# [Stated exercise]
Please report each line in the items below that contains the string "grass", treating uppercase and lowercase as different.

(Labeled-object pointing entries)
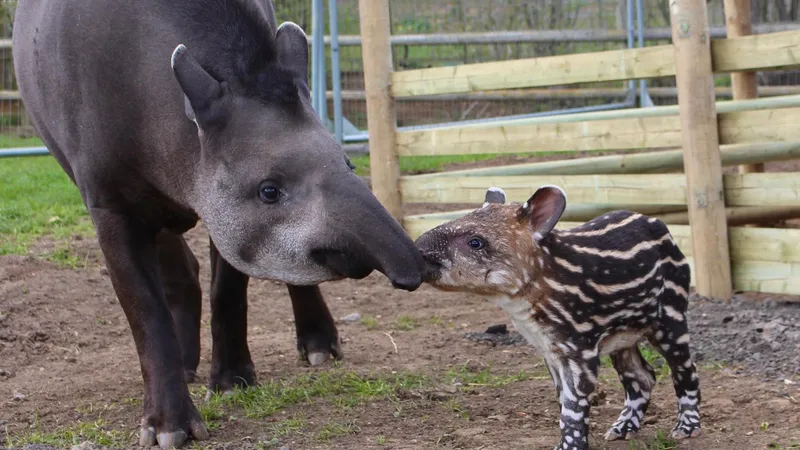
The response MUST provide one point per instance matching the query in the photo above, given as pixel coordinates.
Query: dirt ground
(67, 356)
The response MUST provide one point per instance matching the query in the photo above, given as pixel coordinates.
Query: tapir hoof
(319, 348)
(317, 358)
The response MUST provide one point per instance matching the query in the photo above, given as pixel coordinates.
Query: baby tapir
(578, 294)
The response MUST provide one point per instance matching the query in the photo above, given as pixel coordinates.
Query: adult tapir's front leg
(130, 252)
(317, 337)
(231, 364)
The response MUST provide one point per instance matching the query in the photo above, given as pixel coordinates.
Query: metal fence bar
(23, 151)
(336, 74)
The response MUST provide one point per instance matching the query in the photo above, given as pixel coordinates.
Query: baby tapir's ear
(544, 209)
(494, 195)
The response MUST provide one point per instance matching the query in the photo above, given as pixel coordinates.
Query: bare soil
(67, 356)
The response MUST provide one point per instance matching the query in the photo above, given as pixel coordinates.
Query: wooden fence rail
(765, 51)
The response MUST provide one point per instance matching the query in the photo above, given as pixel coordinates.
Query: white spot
(574, 415)
(289, 23)
(555, 187)
(673, 313)
(178, 50)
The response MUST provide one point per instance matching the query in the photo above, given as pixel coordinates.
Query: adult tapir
(166, 112)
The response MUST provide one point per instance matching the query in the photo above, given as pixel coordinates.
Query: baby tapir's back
(612, 270)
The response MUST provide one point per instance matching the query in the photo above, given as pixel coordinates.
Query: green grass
(14, 141)
(369, 322)
(660, 442)
(38, 199)
(406, 323)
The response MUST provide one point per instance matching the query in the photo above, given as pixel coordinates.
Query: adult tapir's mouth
(342, 264)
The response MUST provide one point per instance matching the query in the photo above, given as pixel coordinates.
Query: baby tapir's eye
(269, 193)
(475, 243)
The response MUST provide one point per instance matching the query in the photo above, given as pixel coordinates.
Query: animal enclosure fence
(701, 205)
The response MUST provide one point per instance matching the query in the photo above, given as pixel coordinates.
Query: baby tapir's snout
(433, 247)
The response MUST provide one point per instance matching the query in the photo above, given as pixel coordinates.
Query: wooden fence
(743, 131)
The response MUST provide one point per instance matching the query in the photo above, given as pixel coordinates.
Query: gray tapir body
(165, 112)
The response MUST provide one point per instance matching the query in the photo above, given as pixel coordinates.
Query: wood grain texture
(740, 127)
(763, 51)
(752, 189)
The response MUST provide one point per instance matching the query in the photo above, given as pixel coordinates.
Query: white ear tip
(175, 53)
(553, 186)
(289, 23)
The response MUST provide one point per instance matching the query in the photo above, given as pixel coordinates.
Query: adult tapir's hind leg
(231, 364)
(179, 272)
(317, 337)
(131, 254)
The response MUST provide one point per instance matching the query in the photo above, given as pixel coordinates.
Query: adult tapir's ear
(494, 195)
(543, 210)
(201, 91)
(292, 46)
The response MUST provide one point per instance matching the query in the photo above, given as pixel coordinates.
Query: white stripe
(570, 289)
(620, 254)
(602, 231)
(566, 264)
(579, 327)
(673, 313)
(675, 288)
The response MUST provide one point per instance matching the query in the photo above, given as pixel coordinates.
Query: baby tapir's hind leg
(671, 339)
(638, 379)
(578, 380)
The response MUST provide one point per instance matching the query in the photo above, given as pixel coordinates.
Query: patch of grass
(38, 199)
(484, 377)
(270, 397)
(295, 424)
(97, 432)
(659, 442)
(790, 446)
(15, 141)
(369, 322)
(333, 430)
(456, 407)
(406, 323)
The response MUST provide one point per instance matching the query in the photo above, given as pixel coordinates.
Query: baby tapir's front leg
(578, 377)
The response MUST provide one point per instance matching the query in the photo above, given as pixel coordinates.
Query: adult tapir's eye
(269, 193)
(349, 163)
(475, 243)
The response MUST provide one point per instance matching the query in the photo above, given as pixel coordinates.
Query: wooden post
(743, 84)
(700, 139)
(376, 52)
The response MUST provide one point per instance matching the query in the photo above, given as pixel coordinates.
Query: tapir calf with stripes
(577, 294)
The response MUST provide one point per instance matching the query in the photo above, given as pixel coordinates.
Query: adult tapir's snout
(363, 237)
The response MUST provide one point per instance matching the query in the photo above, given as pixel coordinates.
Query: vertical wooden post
(700, 138)
(743, 84)
(376, 53)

# [Written response]
Query: green grass
Query: patch of grass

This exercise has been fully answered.